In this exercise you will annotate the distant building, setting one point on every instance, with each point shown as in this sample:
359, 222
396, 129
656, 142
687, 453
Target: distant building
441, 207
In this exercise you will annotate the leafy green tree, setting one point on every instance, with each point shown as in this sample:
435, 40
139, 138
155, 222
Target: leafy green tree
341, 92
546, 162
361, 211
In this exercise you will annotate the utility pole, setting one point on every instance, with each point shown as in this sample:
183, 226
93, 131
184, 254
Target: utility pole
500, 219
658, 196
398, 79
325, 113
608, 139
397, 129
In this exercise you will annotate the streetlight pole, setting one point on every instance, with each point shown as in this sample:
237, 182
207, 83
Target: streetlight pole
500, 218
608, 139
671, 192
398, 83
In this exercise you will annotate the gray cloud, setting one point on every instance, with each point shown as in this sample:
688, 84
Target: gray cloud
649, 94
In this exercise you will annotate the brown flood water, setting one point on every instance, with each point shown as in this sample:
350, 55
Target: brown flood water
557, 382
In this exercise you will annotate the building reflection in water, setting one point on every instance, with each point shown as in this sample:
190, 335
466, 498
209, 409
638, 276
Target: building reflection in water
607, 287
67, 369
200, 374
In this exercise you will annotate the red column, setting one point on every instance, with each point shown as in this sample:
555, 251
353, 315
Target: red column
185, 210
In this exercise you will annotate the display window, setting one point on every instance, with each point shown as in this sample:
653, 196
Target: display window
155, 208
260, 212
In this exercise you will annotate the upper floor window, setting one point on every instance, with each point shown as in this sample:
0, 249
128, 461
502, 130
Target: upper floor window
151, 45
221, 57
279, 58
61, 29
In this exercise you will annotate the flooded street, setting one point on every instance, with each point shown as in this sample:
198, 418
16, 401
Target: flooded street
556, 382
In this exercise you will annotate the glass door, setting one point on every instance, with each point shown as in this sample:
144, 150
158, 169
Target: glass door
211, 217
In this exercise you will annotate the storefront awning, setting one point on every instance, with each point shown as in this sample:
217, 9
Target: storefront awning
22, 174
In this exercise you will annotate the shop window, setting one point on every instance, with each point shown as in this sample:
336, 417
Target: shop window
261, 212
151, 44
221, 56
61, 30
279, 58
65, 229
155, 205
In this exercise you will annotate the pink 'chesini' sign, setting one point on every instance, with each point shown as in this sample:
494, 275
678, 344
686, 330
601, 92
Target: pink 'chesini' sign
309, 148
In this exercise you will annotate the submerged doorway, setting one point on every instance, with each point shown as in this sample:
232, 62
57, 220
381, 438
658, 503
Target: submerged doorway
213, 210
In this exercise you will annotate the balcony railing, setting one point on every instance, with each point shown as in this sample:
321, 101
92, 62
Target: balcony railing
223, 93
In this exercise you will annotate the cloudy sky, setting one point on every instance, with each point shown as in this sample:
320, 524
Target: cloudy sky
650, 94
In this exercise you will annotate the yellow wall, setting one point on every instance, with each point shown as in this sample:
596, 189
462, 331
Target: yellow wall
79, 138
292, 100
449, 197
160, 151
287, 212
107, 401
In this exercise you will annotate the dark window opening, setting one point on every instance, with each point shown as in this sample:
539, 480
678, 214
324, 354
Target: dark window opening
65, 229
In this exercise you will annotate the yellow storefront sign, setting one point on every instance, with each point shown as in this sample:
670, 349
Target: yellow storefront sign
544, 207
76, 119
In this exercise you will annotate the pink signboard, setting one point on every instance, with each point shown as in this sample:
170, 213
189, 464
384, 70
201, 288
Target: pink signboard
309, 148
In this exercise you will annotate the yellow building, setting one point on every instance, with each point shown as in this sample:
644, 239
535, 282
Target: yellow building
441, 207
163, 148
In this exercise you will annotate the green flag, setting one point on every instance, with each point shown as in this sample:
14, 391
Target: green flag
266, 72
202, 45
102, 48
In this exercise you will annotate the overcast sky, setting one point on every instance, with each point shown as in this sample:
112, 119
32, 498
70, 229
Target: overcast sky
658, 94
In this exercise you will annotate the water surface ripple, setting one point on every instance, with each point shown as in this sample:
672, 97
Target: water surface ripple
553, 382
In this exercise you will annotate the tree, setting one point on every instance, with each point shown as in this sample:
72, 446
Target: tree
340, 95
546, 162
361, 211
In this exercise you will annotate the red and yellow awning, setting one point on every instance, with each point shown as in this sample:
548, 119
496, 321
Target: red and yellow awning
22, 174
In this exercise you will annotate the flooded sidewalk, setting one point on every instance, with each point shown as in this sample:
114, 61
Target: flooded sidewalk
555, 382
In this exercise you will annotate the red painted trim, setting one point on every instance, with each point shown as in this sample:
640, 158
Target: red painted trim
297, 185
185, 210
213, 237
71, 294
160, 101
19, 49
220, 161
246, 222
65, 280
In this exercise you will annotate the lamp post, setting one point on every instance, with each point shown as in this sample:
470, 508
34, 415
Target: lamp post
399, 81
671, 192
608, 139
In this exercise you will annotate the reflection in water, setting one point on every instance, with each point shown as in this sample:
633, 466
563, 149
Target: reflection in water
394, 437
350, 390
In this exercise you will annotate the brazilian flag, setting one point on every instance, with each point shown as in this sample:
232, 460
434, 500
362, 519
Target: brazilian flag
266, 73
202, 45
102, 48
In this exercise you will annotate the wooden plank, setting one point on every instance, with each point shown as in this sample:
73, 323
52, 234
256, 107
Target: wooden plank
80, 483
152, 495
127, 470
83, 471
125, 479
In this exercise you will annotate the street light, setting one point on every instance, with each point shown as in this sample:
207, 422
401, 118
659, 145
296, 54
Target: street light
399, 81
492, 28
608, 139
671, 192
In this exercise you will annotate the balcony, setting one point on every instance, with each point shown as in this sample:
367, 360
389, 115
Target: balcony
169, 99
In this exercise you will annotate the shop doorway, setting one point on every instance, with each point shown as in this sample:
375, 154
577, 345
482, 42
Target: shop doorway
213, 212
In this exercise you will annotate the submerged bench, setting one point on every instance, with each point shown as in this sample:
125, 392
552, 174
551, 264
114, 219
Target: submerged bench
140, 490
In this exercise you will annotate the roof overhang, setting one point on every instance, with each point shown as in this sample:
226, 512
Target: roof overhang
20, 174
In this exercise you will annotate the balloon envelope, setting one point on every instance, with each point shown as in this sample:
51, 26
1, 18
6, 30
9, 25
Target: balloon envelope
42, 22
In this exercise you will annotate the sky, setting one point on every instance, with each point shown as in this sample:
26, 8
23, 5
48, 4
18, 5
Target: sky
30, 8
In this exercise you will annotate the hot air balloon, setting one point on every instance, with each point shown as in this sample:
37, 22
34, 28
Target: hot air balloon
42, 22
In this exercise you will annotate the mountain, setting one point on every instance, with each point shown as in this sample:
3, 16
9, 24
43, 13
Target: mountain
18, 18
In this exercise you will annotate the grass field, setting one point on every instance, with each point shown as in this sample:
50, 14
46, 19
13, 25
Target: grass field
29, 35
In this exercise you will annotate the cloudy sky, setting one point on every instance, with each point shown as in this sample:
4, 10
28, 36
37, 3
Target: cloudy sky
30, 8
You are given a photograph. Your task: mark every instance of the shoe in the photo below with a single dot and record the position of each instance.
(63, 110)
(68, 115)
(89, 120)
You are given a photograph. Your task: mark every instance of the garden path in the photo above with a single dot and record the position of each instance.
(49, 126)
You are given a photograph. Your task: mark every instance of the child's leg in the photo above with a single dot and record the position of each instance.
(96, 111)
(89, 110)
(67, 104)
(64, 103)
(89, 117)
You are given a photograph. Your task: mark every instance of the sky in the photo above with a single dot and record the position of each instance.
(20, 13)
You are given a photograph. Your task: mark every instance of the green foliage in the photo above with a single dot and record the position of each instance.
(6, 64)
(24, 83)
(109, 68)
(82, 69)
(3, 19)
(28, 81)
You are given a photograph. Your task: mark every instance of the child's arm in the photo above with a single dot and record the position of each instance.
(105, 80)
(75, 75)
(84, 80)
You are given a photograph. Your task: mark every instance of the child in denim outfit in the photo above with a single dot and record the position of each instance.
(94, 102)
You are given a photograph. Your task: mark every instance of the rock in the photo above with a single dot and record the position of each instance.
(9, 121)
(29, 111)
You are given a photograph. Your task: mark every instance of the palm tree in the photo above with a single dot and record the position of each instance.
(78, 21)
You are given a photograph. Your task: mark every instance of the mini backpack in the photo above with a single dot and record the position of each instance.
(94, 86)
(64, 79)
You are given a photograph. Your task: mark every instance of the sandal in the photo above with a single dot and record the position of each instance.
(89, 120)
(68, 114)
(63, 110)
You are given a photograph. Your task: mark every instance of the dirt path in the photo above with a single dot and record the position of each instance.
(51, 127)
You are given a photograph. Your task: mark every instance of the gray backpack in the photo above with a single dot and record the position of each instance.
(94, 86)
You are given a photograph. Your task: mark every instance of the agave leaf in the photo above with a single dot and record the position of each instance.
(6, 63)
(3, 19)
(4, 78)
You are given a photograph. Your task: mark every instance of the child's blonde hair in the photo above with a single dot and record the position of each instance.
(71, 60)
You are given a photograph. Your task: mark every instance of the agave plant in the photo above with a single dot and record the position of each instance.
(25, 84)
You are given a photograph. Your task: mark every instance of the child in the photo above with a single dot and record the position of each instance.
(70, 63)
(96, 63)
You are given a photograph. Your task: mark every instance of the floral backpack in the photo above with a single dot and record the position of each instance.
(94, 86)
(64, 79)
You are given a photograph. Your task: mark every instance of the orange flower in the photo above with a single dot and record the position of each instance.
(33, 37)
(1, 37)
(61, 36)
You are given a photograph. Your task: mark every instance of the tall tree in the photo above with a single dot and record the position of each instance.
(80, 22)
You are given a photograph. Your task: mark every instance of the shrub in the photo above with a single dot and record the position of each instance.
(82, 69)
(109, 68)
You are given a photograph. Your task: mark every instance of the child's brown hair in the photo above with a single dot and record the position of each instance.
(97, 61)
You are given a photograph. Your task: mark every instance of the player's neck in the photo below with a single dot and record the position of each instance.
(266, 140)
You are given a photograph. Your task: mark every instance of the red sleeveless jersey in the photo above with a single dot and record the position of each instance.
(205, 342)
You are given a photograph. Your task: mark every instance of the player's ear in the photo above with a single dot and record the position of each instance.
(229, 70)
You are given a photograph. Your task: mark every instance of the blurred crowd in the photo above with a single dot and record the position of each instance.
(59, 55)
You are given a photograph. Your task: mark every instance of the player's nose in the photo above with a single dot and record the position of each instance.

■ ■ ■ ■

[Required work]
If a line comes after the one with "In this exercise you will annotate the streetlight", leave it out; reproduce exactly every line of the material from the first up to and including that one.

[Reply]
In this exercise you will annotate the distant building, setting one point on every instance, with each point shown as in this sample:
359, 222
396, 129
656, 142
687, 453
Target: distant building
441, 207
In this exercise you will annotate the leafy green tree, setting one point on every instance, with each point shown as in this sample:
435, 40
139, 138
155, 222
Target: leafy green tree
341, 92
546, 162
361, 211
In this exercise you will annotate the utility pole, setting one point on every instance, with each point shown as in this sample:
183, 226
93, 131
184, 254
Target: utility pole
500, 219
658, 196
398, 79
325, 113
608, 139
397, 129
In this exercise you will annotate the streetlight pole, setting one point on every instance, with each point shown as in this sample:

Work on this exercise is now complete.